■ DATASET CONTENT ■
-- START --

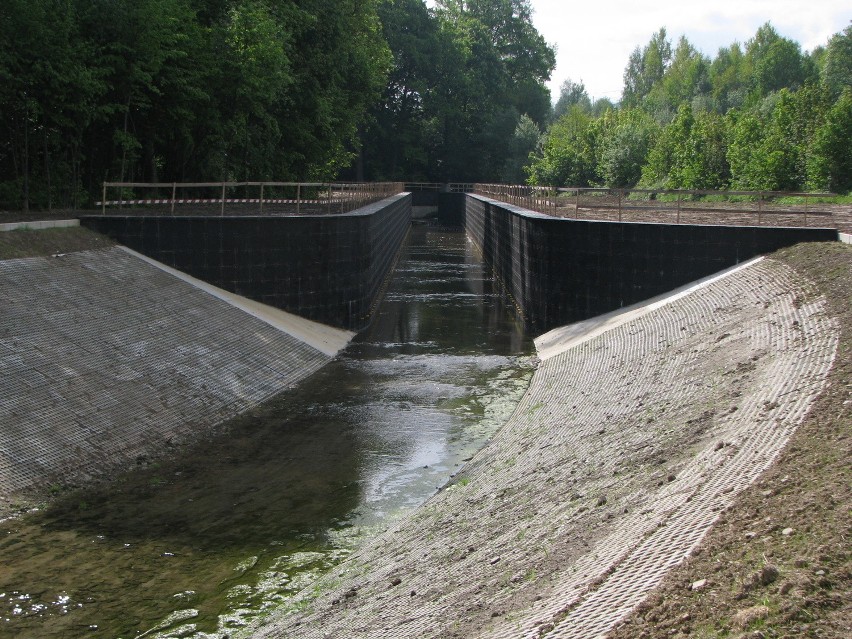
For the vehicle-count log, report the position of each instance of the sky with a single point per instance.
(594, 38)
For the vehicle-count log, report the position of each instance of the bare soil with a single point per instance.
(777, 564)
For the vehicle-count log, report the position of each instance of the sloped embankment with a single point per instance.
(104, 357)
(625, 450)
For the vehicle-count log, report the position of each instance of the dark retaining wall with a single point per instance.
(328, 268)
(559, 271)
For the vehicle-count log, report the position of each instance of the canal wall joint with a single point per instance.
(326, 268)
(558, 271)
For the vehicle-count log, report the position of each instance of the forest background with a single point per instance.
(296, 90)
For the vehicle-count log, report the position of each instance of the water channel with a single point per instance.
(201, 542)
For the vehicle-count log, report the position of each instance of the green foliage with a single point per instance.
(646, 68)
(525, 141)
(463, 76)
(836, 68)
(173, 90)
(568, 156)
(624, 140)
(830, 162)
(571, 93)
(766, 117)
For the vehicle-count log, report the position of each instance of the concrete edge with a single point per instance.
(559, 340)
(326, 339)
(38, 225)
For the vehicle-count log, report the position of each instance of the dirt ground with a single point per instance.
(777, 564)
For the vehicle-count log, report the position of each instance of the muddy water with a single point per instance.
(227, 528)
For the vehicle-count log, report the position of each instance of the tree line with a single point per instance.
(284, 90)
(298, 90)
(764, 116)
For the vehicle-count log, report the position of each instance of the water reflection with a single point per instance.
(234, 524)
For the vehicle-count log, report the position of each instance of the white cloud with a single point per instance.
(594, 39)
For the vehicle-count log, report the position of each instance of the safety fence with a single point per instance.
(243, 198)
(745, 208)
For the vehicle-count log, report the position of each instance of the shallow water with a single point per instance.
(231, 526)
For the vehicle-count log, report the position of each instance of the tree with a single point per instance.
(776, 63)
(646, 68)
(571, 93)
(685, 78)
(830, 162)
(525, 141)
(568, 154)
(624, 140)
(837, 65)
(729, 79)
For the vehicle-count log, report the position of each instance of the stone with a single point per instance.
(698, 585)
(744, 618)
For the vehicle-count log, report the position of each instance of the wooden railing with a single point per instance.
(671, 206)
(244, 198)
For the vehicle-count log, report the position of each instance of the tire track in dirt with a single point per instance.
(619, 458)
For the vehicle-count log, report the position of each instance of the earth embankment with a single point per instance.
(625, 451)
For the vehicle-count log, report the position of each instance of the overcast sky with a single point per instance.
(594, 38)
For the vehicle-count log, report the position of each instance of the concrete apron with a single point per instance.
(638, 429)
(326, 339)
(561, 339)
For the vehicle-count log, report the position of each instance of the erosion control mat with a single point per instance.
(624, 452)
(777, 562)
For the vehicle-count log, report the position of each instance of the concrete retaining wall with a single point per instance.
(104, 357)
(560, 271)
(328, 268)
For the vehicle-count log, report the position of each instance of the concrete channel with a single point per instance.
(638, 429)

-- END --

■ TASK BRIEF ■
Rewrite all of the lines above, swapping "instance" for "occurrence" and keeping everything else the same. Leave the pictures out.

■ TASK ANSWER ■
For the vehicle-count log, report the position of each occurrence of the sky with a single point per occurrence.
(594, 38)
For the vehicle-count log, report the position of each occurrence of the bare soil with a single point per occurrence.
(777, 564)
For the vehicle-count log, report the position of each occurrence of the sloped embankment with a single point per occurrence.
(104, 357)
(625, 450)
For the vehicle-count log, report the position of each occurrence of the dark retaining wall with a single point per occurrence.
(328, 268)
(559, 271)
For the vehicle-count log, report the position of each occurrence of the canal wall joint with a single point per occurrence.
(326, 268)
(558, 271)
For the vehicle-count log, report the position of each occurrence of the forest background with a single point per occurrence.
(296, 90)
For the vehicle-count log, report the position of each occurrence of the water channel with a single point per occurrence.
(201, 542)
For the vehicle-count log, report the position of each occurrence of the green foliage with a single point per occurrence.
(646, 68)
(525, 141)
(463, 76)
(836, 68)
(173, 90)
(568, 156)
(624, 140)
(830, 162)
(571, 93)
(766, 117)
For the vehicle-count log, report the position of each occurrence of the concrete edge with a single point per occurrence.
(559, 340)
(326, 339)
(38, 225)
For the vehicle-count log, report the position of each occurrence of the dirt ground with a single point per occurrence.
(777, 564)
For the vehicle-count log, report the position of each occurrence of the muddy water with a single point per occurrence.
(227, 528)
For the vehicle-count log, report the position of each occurrence of the tree line with a single point per occurrence.
(284, 90)
(298, 90)
(764, 116)
For the vehicle-count log, report the position of each occurrence of the water reflection with a single point per occurrence.
(234, 524)
For the vehicle-count log, report the position of each occurrence of the white cloud with a single point per occurrence.
(594, 39)
For the vehicle-count log, report the position of each occurrence of the safety fence with a single point per occurrence.
(243, 198)
(745, 208)
For the vehicle-count log, report the position of each occurrence of the shallow water with a single point per occurrence.
(231, 526)
For the vehicle-count log, report the position of each occurrence of the tree with a single point per occurrence.
(776, 63)
(646, 68)
(571, 93)
(685, 78)
(830, 162)
(525, 141)
(568, 154)
(624, 140)
(837, 65)
(729, 79)
For the vehicle-count log, report the position of each occurrence of the stone with a single point per occurrence.
(698, 585)
(744, 618)
For the vehicle-count log, report the position of each occurrence of the wooden railing with a single point per occurrence.
(671, 206)
(244, 198)
For the vehicle-count log, report the position of each occurrence of the tire track in dirt with a single point per occurrence.
(619, 458)
For the vehicle-count log, report the position of each occurrence of the earth embankment with a single point per occurrence.
(625, 451)
For the vehicle-count log, report the position of each occurrence of the overcast sky with a single point per occurrence.
(594, 38)
For the vehicle-count log, report the position of each occurrence of the concrete apron with a single point per occurrence.
(638, 429)
(326, 339)
(561, 339)
For the vehicle-count log, report the position of each occurrence of the erosion control mat with a single point per occurrence.
(624, 452)
(777, 562)
For the vehicle-count log, report the position of each occurrence of the concrete retaining wall with a single point per occurrence.
(104, 357)
(560, 271)
(328, 268)
For the vehicle-count log, report the position of each occurrence of the concrete channel with a single point per occurrence.
(638, 429)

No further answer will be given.